Every record, down to the last line, must be given again exactly.

(Referring expression data)
========

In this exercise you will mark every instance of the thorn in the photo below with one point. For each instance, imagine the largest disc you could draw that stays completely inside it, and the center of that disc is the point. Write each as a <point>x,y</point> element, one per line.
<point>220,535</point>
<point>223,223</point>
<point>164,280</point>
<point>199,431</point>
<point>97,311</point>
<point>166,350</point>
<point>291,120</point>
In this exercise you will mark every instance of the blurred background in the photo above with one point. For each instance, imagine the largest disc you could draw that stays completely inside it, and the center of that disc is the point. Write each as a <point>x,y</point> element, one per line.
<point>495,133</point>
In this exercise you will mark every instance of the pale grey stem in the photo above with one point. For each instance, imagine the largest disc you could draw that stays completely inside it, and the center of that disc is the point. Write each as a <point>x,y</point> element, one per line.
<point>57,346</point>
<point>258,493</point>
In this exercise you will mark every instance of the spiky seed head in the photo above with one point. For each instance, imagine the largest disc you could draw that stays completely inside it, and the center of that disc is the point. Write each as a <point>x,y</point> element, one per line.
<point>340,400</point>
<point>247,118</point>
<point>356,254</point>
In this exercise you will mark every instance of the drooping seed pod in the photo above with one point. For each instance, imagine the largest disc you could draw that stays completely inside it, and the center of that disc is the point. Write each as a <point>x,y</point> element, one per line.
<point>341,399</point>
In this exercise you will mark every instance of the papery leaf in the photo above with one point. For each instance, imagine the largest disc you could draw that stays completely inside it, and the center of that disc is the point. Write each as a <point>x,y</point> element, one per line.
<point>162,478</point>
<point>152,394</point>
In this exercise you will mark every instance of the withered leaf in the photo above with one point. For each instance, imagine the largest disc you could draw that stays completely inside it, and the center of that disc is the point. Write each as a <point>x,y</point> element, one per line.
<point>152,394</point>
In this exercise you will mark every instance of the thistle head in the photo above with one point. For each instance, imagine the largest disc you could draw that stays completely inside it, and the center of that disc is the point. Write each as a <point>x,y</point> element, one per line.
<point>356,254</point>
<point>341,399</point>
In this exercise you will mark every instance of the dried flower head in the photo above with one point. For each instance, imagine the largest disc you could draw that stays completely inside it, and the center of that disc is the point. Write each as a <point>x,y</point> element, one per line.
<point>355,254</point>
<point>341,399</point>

========

RESPONSE TO THIS EXERCISE
In this exercise you will mark every instance of the thorn in the photo below with one point. For each instance, imagine the largest disc you could draw that stays completely inside it, and the center of that disc is the point. Write each as a <point>x,y</point> element, one per line.
<point>220,535</point>
<point>223,223</point>
<point>164,280</point>
<point>199,431</point>
<point>97,311</point>
<point>166,350</point>
<point>291,120</point>
In this exercise you will mark every instance of the blurred background in the photo above with one point. For each instance, imagine the largest disc you could draw that stays completely inside it, and the center of that disc is the point. Write each as a <point>x,y</point> element, one per line.
<point>495,133</point>
In this exercise you will mark every instance of the pale grey stem in the photo above with one point. For each instance, imagine the largest disc you could draw that stays completely inside it, and the center of that disc is the point. Write each as a <point>x,y</point> element, one per line.
<point>57,346</point>
<point>258,493</point>
In this exercise you will mark every instance of the spiky seed head in the photo above with one point. For each instance, imagine the largest disc you could draw that stays completely inside it, and the center of that disc is the point. Write each as a <point>x,y</point> element, one per line.
<point>340,400</point>
<point>247,118</point>
<point>356,254</point>
In this exercise you will mark every instance of the drooping seed pod in the photo above with one point. For each instance, imagine the largest disc you could draw that stays completely inside it, and the center of that disc is the point. Write each as a <point>x,y</point> element, one per line.
<point>341,399</point>
In this exercise you will mark every instance of the papery leaf in the photo above with one point. For each instance, imagine the largest disc you could draw that stays completely inside it, and the center of that disc is the point. Write each as a <point>x,y</point> element, one per line.
<point>162,478</point>
<point>152,394</point>
In this exercise you will mark every instance of the withered leaf in the photo above with one point. For each instance, imagine the largest disc you could draw that stays completely inside it, and the center of that disc is the point. Write each as a <point>x,y</point> element, one per line.
<point>152,394</point>
In this exercise you will mark every instance of the thistle head in the photo above with one point. For each instance, imagine the largest disc you could draw that stays completely inside it, and the center of that disc is the point. Write each as a <point>x,y</point> element, one per line.
<point>356,254</point>
<point>341,399</point>
In this exercise you will mark every instance of the dried flower head in the photo above with one point. For each instance, imagine the largest disc you could draw that stays completely inside it, and the center of that disc is the point. Write each as a <point>x,y</point> element, one per line.
<point>355,254</point>
<point>341,399</point>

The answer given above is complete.